Recorded information:
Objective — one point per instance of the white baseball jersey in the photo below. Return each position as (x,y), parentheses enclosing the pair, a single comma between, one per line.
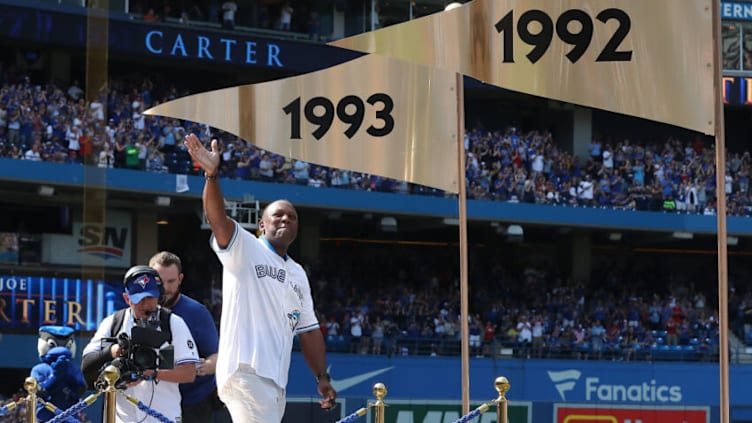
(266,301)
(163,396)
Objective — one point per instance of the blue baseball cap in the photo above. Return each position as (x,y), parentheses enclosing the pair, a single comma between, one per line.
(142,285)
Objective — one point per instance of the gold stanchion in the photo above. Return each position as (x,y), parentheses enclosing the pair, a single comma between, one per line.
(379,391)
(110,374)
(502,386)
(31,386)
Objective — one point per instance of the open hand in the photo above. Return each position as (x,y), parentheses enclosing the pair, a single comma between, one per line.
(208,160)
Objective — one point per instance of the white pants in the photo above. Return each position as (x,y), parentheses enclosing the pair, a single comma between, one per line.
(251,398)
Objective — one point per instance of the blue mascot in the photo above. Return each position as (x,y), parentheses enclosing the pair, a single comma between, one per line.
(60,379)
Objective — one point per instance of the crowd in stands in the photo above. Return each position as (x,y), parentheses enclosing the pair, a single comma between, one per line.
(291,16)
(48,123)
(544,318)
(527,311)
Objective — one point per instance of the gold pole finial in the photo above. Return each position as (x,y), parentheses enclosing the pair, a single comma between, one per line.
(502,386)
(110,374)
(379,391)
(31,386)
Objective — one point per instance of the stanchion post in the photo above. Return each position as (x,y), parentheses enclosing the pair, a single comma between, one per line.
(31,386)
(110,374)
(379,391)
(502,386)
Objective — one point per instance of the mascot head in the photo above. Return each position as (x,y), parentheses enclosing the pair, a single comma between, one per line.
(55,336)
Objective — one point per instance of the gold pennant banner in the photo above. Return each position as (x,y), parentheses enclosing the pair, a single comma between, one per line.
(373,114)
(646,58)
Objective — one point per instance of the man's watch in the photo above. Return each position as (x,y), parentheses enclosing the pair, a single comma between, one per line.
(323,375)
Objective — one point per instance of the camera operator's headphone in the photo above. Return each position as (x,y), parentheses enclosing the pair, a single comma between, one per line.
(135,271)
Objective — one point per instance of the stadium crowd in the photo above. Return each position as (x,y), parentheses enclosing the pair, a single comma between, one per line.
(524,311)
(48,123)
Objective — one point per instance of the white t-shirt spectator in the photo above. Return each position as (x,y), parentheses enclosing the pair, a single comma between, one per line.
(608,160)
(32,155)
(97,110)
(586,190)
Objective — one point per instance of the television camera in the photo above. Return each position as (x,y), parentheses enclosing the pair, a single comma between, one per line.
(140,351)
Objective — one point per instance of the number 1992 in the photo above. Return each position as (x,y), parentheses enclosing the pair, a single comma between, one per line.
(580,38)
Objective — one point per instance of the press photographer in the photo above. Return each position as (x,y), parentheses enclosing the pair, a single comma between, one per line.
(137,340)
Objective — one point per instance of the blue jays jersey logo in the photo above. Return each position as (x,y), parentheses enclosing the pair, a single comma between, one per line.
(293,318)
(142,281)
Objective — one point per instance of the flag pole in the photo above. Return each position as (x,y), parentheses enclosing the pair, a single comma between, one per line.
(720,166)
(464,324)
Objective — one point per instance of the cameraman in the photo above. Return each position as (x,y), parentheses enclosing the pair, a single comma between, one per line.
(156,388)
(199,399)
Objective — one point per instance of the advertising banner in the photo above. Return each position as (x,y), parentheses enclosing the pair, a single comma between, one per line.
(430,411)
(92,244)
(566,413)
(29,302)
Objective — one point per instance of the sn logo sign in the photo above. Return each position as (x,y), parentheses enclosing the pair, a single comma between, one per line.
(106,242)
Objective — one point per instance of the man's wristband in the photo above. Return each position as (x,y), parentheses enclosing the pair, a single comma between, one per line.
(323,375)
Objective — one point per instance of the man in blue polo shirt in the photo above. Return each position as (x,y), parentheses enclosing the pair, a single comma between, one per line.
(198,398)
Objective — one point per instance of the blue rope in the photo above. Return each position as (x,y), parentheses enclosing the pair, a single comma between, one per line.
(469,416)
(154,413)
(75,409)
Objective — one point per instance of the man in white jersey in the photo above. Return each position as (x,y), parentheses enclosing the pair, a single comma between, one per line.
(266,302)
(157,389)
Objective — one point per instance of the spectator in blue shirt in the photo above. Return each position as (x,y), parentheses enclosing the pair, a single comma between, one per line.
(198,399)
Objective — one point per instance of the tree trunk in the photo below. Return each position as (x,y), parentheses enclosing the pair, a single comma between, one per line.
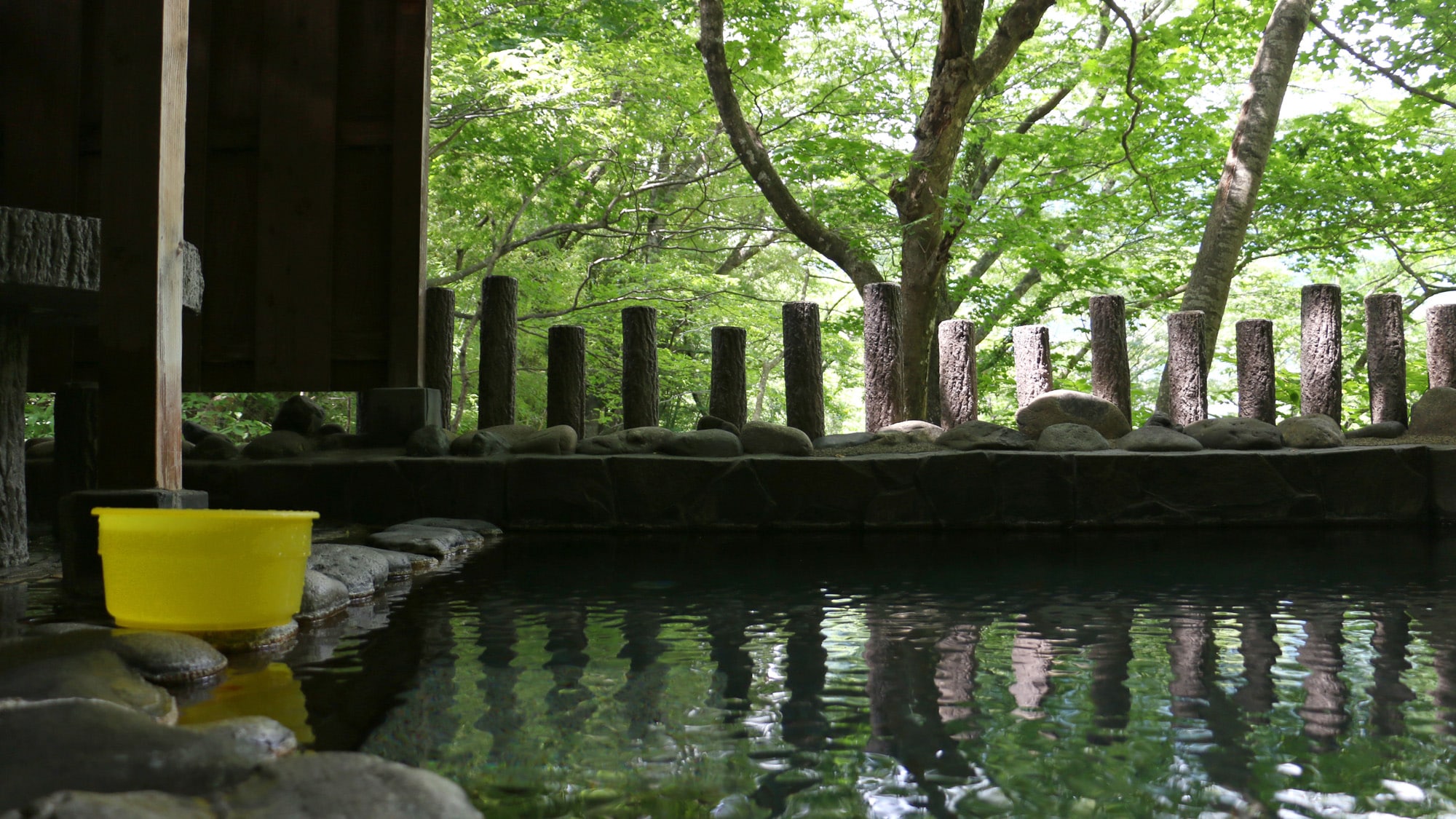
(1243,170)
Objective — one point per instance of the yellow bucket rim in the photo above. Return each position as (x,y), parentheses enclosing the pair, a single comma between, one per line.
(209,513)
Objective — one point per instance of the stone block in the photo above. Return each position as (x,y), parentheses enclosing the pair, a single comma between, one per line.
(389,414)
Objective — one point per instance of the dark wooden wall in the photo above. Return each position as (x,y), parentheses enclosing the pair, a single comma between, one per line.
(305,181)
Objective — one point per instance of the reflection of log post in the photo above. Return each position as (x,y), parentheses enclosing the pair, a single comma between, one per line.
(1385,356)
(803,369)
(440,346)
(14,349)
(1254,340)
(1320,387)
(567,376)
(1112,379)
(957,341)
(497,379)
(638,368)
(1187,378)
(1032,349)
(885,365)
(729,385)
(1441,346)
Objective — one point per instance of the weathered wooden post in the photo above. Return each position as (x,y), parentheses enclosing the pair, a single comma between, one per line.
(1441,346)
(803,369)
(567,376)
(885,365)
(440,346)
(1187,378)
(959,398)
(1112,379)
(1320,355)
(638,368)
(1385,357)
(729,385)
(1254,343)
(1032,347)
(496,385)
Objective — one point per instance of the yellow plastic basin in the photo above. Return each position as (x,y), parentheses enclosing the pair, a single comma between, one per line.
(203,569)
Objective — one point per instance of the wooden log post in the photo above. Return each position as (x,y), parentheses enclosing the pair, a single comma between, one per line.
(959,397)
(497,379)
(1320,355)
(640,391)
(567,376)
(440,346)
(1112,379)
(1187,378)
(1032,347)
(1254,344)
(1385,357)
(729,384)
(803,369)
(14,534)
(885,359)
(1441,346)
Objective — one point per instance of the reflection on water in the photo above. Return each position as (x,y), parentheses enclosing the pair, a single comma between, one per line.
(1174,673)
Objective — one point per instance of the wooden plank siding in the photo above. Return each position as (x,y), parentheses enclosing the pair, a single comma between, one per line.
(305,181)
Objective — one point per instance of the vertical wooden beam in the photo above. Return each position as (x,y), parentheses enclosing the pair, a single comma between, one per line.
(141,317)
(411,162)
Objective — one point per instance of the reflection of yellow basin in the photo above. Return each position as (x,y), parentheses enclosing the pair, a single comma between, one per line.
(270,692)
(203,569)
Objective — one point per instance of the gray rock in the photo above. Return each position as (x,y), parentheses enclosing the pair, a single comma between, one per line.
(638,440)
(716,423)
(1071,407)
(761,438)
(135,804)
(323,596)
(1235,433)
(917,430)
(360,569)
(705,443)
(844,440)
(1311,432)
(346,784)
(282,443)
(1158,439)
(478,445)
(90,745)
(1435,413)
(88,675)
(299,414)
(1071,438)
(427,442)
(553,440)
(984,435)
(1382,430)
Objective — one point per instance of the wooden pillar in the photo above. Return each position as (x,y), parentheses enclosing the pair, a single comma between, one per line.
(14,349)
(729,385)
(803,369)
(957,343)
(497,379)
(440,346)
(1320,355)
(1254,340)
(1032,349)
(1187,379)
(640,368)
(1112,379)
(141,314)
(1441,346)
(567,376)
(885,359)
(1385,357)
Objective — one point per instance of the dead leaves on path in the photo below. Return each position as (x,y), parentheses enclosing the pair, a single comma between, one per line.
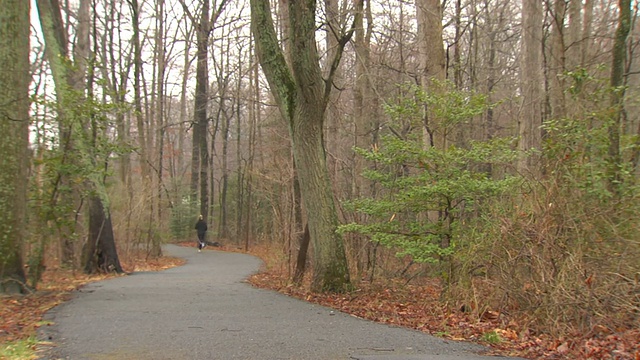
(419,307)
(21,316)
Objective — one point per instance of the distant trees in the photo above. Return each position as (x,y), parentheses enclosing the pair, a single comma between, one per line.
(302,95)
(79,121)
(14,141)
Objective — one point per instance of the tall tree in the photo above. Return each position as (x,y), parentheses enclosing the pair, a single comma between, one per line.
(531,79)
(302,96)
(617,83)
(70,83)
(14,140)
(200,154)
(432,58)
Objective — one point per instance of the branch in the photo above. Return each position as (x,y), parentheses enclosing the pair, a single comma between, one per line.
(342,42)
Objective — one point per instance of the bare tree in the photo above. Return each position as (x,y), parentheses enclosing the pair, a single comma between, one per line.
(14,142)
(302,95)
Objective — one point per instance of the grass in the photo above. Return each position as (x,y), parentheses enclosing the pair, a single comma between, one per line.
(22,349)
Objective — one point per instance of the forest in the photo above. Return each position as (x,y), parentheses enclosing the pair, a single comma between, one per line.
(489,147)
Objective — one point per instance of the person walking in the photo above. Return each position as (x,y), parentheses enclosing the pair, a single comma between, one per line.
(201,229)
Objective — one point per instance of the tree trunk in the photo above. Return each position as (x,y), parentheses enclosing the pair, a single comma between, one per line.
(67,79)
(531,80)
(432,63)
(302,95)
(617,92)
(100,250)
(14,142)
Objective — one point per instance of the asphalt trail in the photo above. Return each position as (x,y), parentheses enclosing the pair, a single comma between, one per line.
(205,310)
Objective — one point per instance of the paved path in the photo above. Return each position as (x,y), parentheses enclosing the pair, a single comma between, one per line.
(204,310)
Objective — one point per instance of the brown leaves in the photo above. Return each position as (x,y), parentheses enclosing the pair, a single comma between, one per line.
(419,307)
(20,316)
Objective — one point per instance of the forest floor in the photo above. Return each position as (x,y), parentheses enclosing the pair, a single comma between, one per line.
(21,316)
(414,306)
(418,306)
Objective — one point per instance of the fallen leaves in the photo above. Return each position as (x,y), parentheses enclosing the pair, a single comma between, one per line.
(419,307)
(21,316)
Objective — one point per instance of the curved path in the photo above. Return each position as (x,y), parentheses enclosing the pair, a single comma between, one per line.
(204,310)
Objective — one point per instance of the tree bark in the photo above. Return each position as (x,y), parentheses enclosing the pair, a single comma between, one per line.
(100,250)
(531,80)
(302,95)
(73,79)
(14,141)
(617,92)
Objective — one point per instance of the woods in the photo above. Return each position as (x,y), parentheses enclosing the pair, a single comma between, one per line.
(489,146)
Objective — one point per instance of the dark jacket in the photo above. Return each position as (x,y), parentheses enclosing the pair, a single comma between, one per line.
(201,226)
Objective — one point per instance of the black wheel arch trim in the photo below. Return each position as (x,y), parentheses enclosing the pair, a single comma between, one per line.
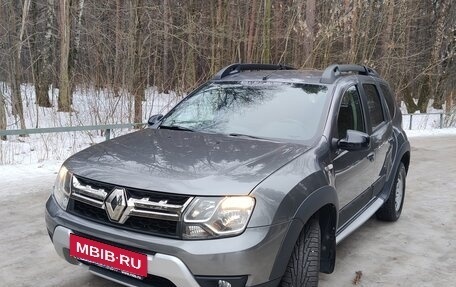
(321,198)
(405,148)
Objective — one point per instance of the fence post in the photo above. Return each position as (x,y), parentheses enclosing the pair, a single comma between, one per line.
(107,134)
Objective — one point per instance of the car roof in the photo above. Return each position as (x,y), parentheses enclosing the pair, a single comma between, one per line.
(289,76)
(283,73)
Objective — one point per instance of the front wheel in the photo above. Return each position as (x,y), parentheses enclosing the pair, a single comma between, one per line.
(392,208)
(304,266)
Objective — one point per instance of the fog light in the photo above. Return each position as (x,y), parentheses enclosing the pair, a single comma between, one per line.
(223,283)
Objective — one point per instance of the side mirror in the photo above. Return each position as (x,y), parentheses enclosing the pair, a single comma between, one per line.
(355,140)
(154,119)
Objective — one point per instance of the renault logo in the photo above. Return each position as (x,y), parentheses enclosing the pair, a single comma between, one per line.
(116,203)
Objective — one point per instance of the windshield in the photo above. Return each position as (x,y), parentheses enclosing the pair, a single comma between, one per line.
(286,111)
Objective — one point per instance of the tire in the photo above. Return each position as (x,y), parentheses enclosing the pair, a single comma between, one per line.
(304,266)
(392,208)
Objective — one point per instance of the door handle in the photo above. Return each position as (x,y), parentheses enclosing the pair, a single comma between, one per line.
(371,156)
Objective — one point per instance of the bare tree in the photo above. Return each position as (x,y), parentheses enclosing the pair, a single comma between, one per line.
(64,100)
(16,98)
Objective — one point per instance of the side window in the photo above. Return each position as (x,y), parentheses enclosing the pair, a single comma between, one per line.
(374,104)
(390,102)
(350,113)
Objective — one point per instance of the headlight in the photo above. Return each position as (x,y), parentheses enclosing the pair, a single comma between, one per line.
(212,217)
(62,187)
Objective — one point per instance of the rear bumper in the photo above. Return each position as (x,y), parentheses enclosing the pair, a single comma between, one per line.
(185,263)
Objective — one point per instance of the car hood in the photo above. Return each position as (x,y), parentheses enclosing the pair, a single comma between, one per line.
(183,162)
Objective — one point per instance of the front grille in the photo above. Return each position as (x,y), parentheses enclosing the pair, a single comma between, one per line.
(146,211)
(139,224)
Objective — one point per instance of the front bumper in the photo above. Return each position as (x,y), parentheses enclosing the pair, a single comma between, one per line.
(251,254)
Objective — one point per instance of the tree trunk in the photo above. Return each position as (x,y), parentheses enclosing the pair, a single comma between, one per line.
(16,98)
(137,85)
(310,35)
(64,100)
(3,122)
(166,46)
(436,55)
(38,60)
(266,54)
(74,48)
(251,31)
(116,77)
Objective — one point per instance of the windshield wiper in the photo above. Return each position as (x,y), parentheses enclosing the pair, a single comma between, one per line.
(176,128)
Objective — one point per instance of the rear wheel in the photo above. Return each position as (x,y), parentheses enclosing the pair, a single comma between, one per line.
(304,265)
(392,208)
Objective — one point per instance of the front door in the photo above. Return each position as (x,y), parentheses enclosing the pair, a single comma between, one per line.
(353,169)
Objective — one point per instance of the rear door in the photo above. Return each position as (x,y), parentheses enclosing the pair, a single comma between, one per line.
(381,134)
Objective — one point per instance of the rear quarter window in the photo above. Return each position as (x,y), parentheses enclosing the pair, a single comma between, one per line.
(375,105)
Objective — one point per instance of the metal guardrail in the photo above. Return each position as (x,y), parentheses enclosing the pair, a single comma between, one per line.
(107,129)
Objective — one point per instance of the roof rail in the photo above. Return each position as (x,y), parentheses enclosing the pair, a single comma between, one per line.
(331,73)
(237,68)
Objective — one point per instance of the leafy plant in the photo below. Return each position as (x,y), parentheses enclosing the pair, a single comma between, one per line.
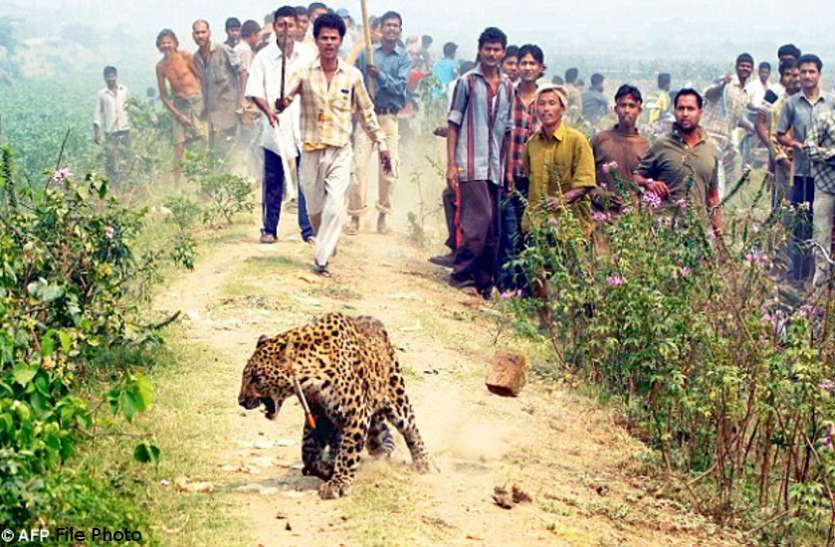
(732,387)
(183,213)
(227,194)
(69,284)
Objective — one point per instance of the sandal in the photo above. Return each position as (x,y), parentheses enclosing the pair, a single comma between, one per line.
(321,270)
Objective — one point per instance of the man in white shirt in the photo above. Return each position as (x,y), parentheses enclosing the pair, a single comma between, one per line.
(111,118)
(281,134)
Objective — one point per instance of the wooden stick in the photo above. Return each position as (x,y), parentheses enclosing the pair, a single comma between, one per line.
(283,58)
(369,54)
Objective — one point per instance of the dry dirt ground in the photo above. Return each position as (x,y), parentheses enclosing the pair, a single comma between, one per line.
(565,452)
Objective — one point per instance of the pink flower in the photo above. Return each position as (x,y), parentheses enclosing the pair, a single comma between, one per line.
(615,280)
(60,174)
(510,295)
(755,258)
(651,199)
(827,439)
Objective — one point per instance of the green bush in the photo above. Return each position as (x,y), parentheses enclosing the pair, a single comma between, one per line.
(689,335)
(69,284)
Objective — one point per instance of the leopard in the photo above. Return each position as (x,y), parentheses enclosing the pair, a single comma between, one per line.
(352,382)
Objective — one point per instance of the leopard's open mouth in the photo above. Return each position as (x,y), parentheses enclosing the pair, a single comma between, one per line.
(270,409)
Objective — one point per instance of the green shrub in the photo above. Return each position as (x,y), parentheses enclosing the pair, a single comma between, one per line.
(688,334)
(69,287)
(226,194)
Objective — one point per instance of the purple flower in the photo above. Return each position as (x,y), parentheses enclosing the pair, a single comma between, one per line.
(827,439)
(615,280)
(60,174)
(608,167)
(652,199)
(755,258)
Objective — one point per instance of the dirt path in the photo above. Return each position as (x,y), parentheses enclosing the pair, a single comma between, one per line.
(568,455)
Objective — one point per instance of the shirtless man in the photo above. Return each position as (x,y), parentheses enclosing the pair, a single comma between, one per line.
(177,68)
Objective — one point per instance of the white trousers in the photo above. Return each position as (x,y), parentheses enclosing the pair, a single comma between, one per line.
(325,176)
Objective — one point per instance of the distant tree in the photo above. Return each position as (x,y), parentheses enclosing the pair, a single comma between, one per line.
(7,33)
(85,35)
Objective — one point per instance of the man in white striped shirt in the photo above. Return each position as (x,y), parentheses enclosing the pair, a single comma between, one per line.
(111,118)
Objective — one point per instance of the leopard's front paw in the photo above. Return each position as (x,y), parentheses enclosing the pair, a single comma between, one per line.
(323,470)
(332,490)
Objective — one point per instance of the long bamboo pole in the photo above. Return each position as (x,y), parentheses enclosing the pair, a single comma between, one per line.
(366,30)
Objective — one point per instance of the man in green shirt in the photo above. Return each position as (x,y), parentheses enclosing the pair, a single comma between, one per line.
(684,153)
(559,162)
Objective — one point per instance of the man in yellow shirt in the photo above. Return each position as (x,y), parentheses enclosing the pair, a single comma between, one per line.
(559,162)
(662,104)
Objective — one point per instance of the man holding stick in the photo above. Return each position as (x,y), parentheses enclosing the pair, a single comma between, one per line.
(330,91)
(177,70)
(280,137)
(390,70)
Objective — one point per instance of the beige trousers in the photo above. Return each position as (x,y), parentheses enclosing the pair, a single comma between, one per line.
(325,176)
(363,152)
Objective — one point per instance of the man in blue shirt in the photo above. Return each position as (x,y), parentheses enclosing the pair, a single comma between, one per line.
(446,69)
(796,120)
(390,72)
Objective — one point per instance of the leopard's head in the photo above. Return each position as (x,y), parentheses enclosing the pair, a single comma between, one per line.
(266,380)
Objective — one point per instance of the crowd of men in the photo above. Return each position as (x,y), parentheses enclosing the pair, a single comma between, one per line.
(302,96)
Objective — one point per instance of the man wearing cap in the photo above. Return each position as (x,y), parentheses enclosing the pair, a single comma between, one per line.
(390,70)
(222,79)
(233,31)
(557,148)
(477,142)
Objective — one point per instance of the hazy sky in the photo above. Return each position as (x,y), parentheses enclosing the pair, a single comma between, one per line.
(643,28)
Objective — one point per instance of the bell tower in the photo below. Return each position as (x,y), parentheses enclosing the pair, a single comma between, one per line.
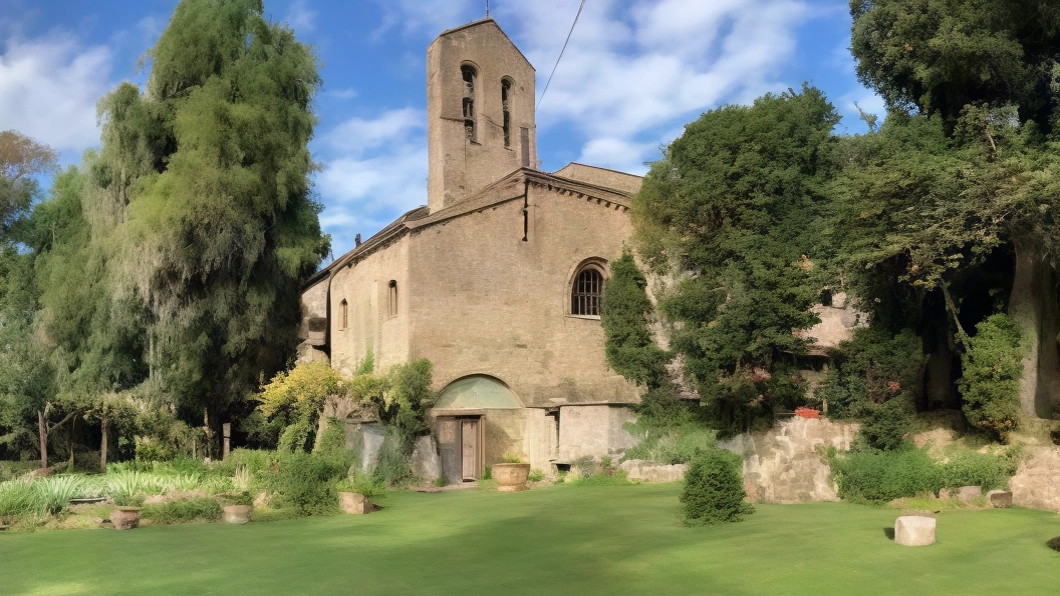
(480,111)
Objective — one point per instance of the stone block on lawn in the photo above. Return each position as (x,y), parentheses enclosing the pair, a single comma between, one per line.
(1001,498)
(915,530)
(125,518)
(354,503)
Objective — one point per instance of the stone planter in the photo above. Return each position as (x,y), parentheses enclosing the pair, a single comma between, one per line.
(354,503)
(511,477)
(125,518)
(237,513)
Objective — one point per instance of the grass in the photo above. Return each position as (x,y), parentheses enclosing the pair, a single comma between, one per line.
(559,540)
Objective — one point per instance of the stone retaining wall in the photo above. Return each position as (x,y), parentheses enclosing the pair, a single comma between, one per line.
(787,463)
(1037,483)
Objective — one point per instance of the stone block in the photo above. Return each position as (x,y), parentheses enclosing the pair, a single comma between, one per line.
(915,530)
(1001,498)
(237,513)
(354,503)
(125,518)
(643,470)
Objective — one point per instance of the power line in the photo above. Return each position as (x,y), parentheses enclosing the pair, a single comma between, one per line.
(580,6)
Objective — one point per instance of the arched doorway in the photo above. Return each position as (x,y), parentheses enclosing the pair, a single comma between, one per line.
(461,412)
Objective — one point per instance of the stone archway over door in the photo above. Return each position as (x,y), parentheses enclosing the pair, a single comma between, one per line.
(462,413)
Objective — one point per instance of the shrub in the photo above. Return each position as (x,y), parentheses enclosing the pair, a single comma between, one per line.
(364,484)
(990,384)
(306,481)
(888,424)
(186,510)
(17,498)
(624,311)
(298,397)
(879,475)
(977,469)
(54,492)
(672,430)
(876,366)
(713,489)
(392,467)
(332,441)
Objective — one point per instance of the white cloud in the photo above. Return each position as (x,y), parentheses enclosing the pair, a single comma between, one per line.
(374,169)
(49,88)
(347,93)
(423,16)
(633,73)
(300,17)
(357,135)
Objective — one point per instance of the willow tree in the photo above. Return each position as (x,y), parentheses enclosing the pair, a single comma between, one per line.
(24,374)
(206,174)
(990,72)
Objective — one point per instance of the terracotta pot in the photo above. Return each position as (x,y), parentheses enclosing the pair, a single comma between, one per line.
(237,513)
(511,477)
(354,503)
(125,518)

Written instruction: The answer consists only of the lines from the one containing "Objective — one point per instance of the white cloud" to the end of the records, each written out exactly.

Exercise output:
Objective — one point per instance of the white cloud in the photo above. Return each position as (x,y), parentheses enclosing the pair, a single comma between, one per line.
(374,169)
(49,88)
(347,93)
(423,16)
(633,73)
(300,17)
(357,135)
Objective — one point per instance of the willow tree in the photo above. Return each position as (x,y), parentheses enclosing the pair, a single comma between, one per line.
(24,374)
(206,174)
(990,72)
Objective — one point per instance of the terracotta pot in the photo above. Return each position as (x,y), parentheses enclosing the pair, a single comma between, one per line.
(237,513)
(511,477)
(354,503)
(125,518)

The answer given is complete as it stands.